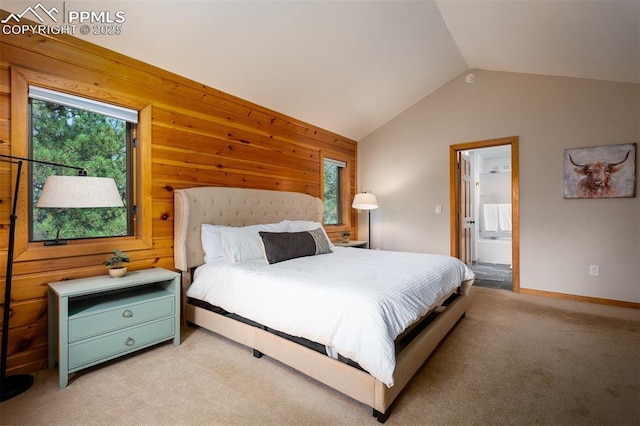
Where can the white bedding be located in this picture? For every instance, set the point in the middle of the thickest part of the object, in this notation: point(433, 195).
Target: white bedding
point(352, 300)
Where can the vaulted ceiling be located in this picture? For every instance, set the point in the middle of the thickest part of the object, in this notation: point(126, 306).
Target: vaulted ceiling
point(351, 66)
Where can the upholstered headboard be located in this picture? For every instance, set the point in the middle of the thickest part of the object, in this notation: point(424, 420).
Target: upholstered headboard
point(232, 207)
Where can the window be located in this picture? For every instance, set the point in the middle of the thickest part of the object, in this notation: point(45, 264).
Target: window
point(79, 132)
point(333, 175)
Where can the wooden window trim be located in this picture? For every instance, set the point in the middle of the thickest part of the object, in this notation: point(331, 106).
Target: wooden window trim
point(345, 193)
point(142, 238)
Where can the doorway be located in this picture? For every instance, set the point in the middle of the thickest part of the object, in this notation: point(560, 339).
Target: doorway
point(469, 219)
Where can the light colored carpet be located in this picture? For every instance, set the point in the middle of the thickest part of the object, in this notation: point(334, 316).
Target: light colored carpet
point(513, 360)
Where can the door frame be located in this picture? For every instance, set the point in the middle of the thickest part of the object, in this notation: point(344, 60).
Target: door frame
point(454, 191)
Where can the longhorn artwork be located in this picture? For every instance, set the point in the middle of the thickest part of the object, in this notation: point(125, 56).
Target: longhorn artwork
point(600, 172)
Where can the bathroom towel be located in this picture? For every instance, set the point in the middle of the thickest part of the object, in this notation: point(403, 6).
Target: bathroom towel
point(490, 215)
point(504, 217)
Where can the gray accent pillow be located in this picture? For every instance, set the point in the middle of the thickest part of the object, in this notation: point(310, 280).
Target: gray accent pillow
point(280, 246)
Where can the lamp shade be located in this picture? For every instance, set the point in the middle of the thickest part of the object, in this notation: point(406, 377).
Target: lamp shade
point(69, 192)
point(365, 201)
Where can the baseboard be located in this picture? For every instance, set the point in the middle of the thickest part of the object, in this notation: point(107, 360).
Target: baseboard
point(598, 300)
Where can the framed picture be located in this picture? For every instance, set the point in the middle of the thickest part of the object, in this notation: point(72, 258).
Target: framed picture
point(600, 172)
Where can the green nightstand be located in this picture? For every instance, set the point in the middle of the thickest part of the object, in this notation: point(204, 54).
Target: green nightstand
point(93, 320)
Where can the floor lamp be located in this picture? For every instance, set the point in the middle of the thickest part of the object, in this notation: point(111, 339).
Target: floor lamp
point(365, 201)
point(57, 192)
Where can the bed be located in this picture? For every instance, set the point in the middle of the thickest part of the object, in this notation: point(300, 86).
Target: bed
point(372, 371)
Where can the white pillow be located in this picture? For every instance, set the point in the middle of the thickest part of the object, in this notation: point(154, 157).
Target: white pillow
point(212, 243)
point(244, 243)
point(306, 225)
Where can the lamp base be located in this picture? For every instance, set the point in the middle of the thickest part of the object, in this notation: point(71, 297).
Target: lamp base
point(15, 385)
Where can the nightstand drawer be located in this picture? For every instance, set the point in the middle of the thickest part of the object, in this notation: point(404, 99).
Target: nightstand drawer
point(93, 351)
point(97, 315)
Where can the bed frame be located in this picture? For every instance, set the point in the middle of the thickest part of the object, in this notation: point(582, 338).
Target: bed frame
point(241, 207)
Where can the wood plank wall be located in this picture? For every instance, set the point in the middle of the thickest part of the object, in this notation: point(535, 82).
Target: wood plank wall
point(199, 137)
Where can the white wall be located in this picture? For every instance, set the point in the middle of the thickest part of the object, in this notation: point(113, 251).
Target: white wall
point(406, 164)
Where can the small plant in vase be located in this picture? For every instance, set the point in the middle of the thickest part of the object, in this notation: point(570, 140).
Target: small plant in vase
point(114, 263)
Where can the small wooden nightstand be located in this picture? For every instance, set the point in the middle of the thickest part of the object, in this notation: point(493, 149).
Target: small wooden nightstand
point(356, 244)
point(93, 320)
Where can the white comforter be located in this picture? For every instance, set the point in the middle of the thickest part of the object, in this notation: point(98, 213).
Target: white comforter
point(352, 300)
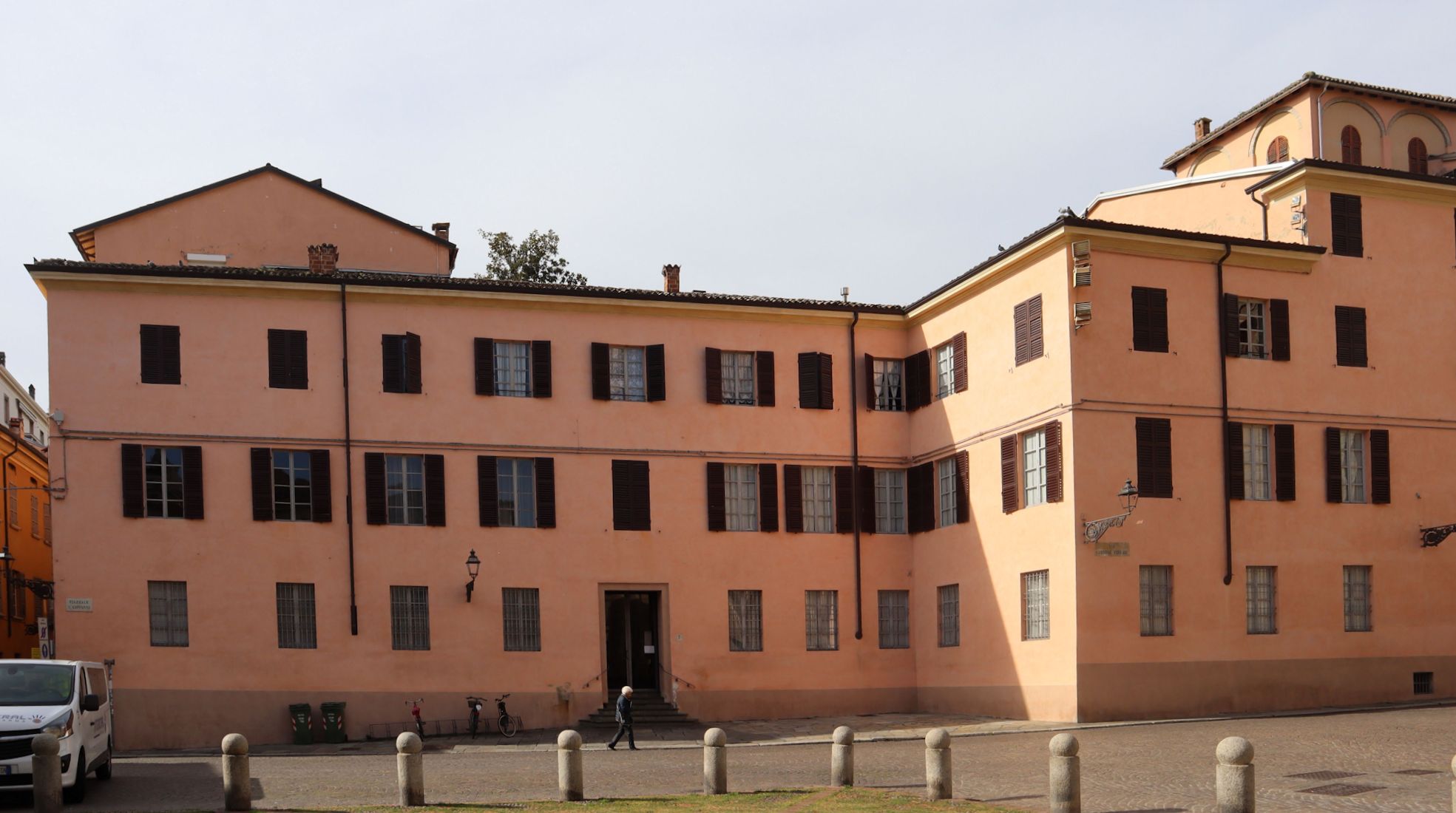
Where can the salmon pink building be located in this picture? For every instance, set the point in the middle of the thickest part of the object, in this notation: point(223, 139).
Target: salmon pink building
point(288, 428)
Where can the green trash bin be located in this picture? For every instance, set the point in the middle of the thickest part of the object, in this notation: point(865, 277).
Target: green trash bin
point(300, 716)
point(333, 722)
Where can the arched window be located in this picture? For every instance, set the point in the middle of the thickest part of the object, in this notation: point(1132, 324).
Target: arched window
point(1417, 152)
point(1279, 150)
point(1350, 146)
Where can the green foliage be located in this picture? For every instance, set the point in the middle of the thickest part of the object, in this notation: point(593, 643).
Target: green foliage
point(533, 259)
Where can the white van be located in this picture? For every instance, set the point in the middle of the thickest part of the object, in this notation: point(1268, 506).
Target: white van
point(67, 698)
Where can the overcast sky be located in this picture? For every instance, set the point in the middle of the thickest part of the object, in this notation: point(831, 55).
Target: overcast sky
point(782, 149)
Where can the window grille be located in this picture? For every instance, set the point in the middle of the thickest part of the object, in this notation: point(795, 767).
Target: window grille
point(894, 619)
point(405, 489)
point(516, 492)
point(949, 626)
point(168, 602)
point(746, 622)
point(1157, 599)
point(410, 617)
point(521, 613)
point(822, 620)
point(742, 486)
point(1035, 620)
point(1263, 599)
point(1358, 598)
point(625, 374)
point(296, 620)
point(513, 368)
point(890, 500)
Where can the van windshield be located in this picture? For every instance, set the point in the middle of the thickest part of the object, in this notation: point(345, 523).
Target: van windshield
point(37, 684)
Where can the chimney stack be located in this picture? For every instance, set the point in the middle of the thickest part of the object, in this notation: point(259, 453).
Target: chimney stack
point(324, 258)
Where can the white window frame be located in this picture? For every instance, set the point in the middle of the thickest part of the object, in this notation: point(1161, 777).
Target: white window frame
point(516, 492)
point(626, 373)
point(405, 489)
point(513, 368)
point(742, 497)
point(817, 497)
point(1257, 463)
point(890, 500)
point(737, 371)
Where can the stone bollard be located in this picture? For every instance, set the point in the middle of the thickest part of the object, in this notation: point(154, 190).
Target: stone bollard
point(411, 769)
point(1235, 777)
point(46, 767)
point(842, 760)
point(1066, 774)
point(237, 789)
point(568, 766)
point(938, 764)
point(715, 763)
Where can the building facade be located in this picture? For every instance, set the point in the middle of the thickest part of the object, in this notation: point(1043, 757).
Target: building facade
point(763, 506)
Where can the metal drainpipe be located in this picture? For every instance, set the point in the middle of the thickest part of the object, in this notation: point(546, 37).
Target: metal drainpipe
point(1223, 428)
point(853, 477)
point(348, 461)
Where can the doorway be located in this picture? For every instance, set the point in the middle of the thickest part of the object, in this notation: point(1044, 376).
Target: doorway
point(632, 639)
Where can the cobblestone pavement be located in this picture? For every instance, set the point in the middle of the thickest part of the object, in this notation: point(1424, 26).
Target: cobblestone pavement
point(1126, 768)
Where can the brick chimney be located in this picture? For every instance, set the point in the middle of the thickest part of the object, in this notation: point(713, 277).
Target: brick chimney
point(324, 258)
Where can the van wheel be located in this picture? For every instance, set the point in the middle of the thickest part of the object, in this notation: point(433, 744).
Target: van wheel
point(76, 793)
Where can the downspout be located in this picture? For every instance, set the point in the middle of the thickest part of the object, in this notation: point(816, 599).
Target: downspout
point(853, 479)
point(1223, 428)
point(348, 460)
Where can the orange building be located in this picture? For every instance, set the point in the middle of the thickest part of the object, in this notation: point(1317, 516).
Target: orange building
point(762, 506)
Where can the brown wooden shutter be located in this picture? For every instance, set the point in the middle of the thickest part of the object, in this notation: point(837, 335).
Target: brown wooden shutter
point(1279, 329)
point(490, 491)
point(436, 491)
point(1233, 458)
point(1230, 324)
point(963, 488)
point(600, 371)
point(714, 374)
point(545, 492)
point(133, 479)
point(1284, 461)
point(768, 393)
point(1350, 336)
point(717, 497)
point(793, 499)
point(192, 482)
point(261, 461)
point(375, 506)
point(768, 497)
point(844, 499)
point(960, 365)
point(1053, 460)
point(321, 491)
point(541, 374)
point(1009, 497)
point(867, 499)
point(485, 367)
point(1381, 466)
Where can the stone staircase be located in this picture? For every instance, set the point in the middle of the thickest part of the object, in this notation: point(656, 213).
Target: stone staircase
point(649, 710)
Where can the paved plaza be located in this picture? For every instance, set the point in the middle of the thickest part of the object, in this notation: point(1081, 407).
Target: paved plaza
point(1386, 761)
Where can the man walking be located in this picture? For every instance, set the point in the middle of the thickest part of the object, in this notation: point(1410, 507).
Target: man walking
point(623, 721)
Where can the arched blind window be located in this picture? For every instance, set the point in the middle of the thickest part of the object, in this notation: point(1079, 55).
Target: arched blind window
point(1279, 150)
point(1350, 146)
point(1417, 152)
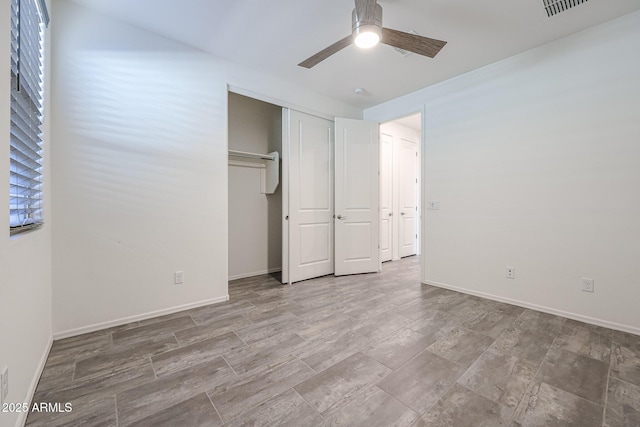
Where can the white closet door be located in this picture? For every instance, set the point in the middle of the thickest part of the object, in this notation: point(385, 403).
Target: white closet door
point(408, 196)
point(386, 197)
point(357, 197)
point(310, 196)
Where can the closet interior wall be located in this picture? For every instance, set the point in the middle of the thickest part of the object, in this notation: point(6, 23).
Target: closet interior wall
point(255, 219)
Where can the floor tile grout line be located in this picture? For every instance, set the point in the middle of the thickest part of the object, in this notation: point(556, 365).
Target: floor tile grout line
point(535, 375)
point(214, 407)
point(229, 365)
point(115, 399)
point(308, 403)
point(401, 402)
point(606, 390)
point(153, 368)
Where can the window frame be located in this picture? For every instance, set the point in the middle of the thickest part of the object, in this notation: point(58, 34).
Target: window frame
point(29, 19)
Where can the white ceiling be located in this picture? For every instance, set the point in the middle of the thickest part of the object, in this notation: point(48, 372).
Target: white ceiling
point(274, 36)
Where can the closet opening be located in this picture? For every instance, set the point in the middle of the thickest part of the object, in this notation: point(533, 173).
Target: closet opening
point(400, 192)
point(255, 190)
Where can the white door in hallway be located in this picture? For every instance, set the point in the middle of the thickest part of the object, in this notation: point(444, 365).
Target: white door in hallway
point(308, 160)
point(357, 223)
point(386, 197)
point(408, 197)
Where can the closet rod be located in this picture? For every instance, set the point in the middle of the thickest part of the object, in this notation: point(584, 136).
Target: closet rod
point(250, 155)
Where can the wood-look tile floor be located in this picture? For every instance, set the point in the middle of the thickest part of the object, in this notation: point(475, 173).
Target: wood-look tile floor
point(372, 350)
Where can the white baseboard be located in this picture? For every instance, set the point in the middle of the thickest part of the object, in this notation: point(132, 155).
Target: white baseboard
point(549, 310)
point(255, 273)
point(22, 416)
point(144, 316)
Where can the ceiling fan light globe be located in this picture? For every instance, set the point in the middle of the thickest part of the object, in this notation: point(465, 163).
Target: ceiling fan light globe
point(367, 36)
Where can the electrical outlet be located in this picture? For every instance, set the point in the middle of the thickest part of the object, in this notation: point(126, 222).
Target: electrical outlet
point(4, 384)
point(511, 273)
point(588, 285)
point(178, 278)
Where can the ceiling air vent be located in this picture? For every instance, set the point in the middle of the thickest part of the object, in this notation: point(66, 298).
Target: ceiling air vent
point(554, 7)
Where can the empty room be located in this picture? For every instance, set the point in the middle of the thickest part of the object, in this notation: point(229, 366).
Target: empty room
point(314, 213)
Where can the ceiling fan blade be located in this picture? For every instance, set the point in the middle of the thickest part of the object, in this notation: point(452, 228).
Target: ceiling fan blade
point(314, 60)
point(412, 42)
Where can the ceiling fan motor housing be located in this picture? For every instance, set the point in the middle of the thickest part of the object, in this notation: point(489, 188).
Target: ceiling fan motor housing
point(368, 19)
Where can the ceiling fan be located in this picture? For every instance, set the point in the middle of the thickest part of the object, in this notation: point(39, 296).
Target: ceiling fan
point(367, 31)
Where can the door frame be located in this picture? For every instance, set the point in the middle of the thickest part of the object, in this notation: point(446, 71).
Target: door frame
point(422, 168)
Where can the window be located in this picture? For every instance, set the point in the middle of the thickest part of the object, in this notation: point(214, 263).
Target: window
point(28, 19)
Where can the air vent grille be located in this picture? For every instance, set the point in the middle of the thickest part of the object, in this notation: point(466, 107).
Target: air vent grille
point(554, 7)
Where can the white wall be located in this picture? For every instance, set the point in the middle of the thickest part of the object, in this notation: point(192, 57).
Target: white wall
point(140, 169)
point(399, 132)
point(25, 264)
point(255, 219)
point(536, 163)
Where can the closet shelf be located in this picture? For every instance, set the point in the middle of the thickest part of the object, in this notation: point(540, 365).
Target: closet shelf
point(246, 154)
point(269, 176)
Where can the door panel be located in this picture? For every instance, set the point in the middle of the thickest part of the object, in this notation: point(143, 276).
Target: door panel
point(408, 187)
point(310, 170)
point(357, 195)
point(386, 197)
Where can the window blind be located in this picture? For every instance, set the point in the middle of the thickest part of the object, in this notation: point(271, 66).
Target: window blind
point(28, 18)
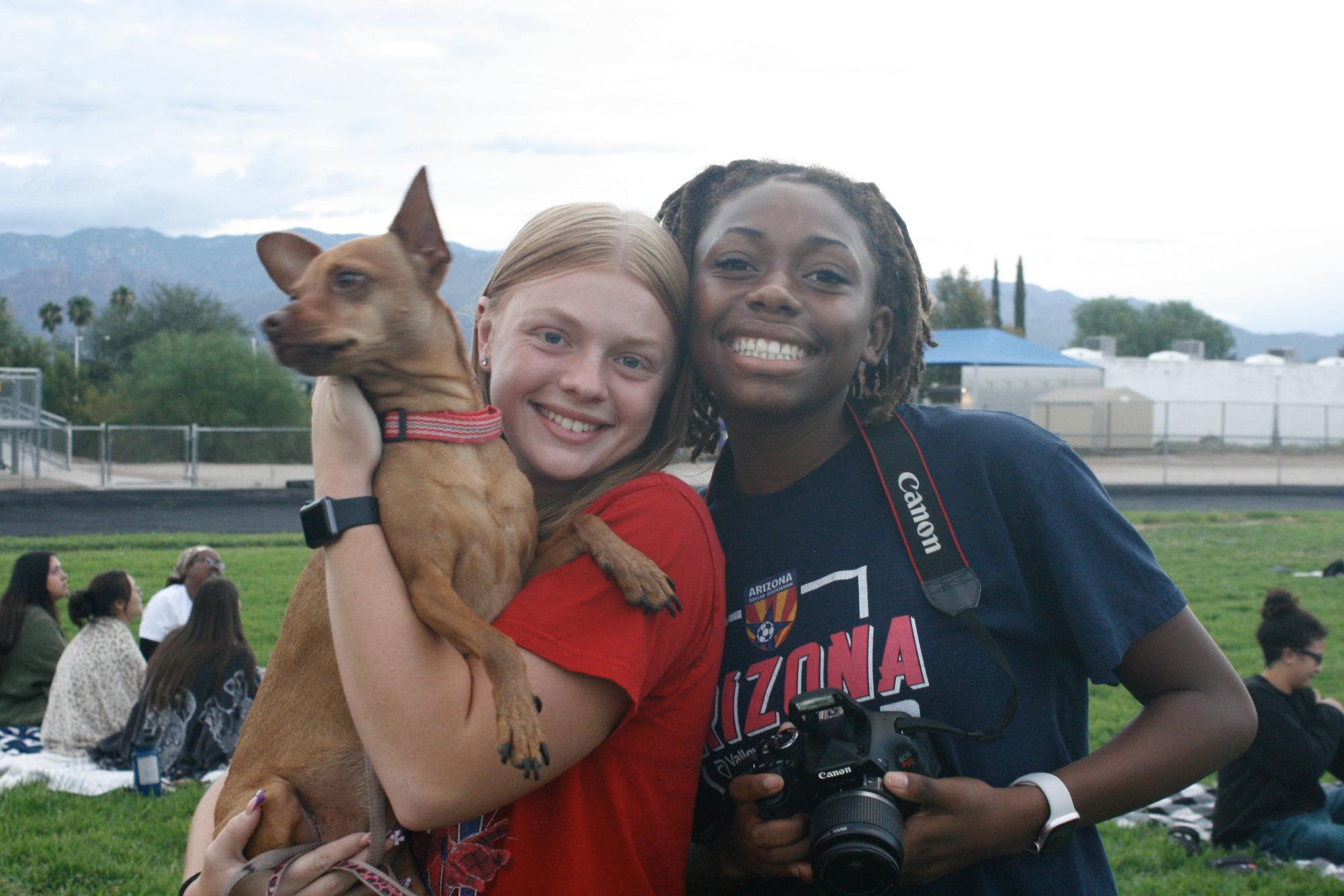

* _What the task asks_:
An exact, complete copy of the lines above from the one with "Where can the wooden" through the one with "Where can the light" is the whole answer.

* _Response_:
Where can the wooden window trim be located in this picture? For every instance, set the point in the middle of the thickest part of the object, in this notation: point(331, 106).
Target: wooden window trim
point(345, 193)
point(142, 238)
Where can the doorway be located in this picture? For every instance, set the point in the middle of the thickest part of the object, in this notation: point(560, 339).
Target: doorway
point(469, 219)
Where can the light colored carpet be located in this picture? For every instance, set the point in the middle of the thickest part of the object, in this notation: point(334, 316).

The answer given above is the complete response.